#### [Exercise description]
According to the page about Mimir, what checks the quotes identified by the OpenAI API against the transcript?

#### [Given passage]
====
Transcribe and annotate audio from the web. Built by journalists, for journalists.
Mimir can be used on the web at declanrjb.github.io/transcribe.
High quality transcripts processed using the ElevenLabs API and rendered in-line.
Highlight any section and press enter to create a new annotation in the right hand margin.
As journalists, we know that accuracy is vital. Generated transcripts are fed into the OpenAI API with a prompt to identify key quotes. Quotes are then manually checked against the transcript by traditional non-ML Python, filtering out any hallucinations or modifications to the quote.
For extra verification, clicking on any quote jumps the audio track to the time stamp at which the quote occurs, so the journalist can easily listen and verify the phrasing.
When identifying quotes, ChatGPT is given the following setup prompt:
"You are a news reporter at a major national publication in the United States. You adhere strictly to the Associated Press Styleguide and the Society of Professional Journalists Code of Conduct. Given the following transcript of an interview, identify three to five key quotes that provide insight into the thoughts and experiences of the interview subject and the topics discussed in the interview. Return quotes exactly as they appear in the original transcript. Do not excerpt quotes where removing surrounding context would convey a different meaning than the speaker intended. If context is relevant, include the context."
Download your work as a JSON file to keep on your own hard drive. Reupload to Mimir's homepage at any time to continue working.
====
#### [Raw data]
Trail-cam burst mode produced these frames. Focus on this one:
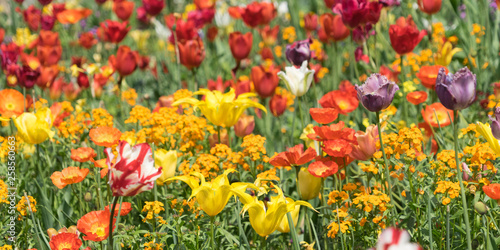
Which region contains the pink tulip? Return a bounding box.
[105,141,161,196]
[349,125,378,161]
====
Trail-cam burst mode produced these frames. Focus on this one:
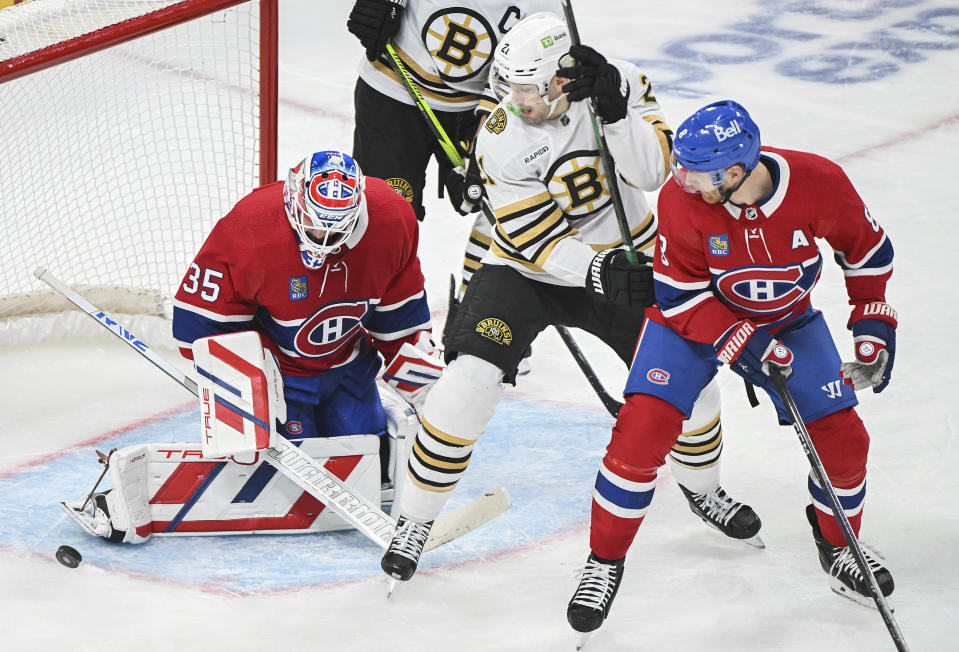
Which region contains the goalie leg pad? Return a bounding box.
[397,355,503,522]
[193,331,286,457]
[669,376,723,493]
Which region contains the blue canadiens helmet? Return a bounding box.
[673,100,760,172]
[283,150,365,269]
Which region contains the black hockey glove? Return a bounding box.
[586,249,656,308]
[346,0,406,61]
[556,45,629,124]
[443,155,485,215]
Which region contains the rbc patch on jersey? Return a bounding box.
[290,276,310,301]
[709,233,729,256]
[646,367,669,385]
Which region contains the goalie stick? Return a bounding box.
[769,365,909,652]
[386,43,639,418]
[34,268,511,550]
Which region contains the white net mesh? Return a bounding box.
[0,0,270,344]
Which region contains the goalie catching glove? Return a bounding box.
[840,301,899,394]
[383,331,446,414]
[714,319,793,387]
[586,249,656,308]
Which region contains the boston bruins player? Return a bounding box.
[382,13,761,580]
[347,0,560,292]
====
#### [Result]
Traditional non-ML Python checks them against the transcript and filters out any hallucinations or modifications to the quote.